* _Text provided_:

--------------------

Friday, October 31, 2008

Financial turmoil should not eclipse climate risk, say insurers Despite a global financial meltdown, climate change still should be considered the top strategic threat to the insurance industry in 2008, according to a new report. While insurance companies are facing short-term cost and profit performance pressure, long-term risk management for climate change should not be overlooked, said Zurich Financial Services Australia in a research report on climate change and insurance.

The world is seeing "an increase" in the frequency and severity of extreme weather events, according to the report. This year, there were devastating snowstorms in China and hurricanes in the United States, with Hurricane Ike likely being the third-costliest hurricane on record. But in spite of the presence of climate-change hazards, the Zurich report said many insurers are "slow or not responding" to the scale of risks and opportunities. Much of the insurance industry faces the "delicate balancing act" of trying to achieve long-term sustainable investment in climate change and at the same time respond to short-term market pressure.

--------------------

* _Listed records_:
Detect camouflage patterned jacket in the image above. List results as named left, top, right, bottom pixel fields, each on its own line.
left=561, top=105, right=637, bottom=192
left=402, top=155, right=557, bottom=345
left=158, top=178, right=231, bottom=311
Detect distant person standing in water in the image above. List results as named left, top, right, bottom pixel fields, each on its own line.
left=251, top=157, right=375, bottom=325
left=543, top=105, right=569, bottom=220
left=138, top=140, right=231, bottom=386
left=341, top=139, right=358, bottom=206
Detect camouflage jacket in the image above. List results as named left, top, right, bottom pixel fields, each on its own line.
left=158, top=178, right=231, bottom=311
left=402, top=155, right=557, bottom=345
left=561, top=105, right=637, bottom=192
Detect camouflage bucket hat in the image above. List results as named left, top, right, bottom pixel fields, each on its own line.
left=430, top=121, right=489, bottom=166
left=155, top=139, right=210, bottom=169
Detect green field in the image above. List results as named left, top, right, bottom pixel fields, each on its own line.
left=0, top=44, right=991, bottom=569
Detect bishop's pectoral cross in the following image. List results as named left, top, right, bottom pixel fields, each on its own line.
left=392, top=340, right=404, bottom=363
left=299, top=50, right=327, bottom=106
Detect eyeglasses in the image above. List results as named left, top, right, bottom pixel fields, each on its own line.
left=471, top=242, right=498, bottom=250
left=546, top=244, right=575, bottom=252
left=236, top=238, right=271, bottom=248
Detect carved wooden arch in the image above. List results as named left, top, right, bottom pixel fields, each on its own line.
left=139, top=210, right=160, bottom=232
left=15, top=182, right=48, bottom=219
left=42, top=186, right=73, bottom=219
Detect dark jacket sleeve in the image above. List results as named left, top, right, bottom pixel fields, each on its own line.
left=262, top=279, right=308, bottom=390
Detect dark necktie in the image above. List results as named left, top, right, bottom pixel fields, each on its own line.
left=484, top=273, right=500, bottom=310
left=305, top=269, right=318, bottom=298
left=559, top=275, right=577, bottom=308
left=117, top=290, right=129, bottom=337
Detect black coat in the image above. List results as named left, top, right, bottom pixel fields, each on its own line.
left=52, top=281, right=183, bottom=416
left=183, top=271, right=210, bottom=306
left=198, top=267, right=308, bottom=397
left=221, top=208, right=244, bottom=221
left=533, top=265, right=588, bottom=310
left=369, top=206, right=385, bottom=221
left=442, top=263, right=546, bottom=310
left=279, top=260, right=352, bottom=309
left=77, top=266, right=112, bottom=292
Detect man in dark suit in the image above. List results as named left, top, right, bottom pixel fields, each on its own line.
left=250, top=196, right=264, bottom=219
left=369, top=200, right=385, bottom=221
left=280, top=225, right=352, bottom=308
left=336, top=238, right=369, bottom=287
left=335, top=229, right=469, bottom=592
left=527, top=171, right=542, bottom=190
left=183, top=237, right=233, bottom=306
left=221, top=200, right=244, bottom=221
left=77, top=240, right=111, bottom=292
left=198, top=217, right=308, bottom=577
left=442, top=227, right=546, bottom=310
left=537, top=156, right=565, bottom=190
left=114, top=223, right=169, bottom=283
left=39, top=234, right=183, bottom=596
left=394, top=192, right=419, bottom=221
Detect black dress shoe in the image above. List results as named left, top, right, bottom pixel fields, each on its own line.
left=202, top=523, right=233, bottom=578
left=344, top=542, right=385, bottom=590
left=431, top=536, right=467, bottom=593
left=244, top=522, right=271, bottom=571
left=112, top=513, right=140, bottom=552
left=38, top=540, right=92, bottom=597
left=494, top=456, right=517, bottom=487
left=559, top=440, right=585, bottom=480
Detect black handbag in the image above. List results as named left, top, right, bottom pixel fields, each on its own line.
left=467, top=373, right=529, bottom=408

--------------------

* _Set problem_:
Please sum up the climate risk article in two sentences. The material comes from a separate source, unrelated to the climate risk article.

* _Final result_:
A research report by Zurich Financial Services Australia says that, despite the global financial meltdown, climate change should still be considered the top strategic threat to the insurance industry in 2008, and long-term risk management for it should not be overlooked. The report notes an increase in the frequency and severity of extreme weather events, yet finds many insurers slow or not responding as they try to balance long-term sustainable investment in climate change against short-term market pressure.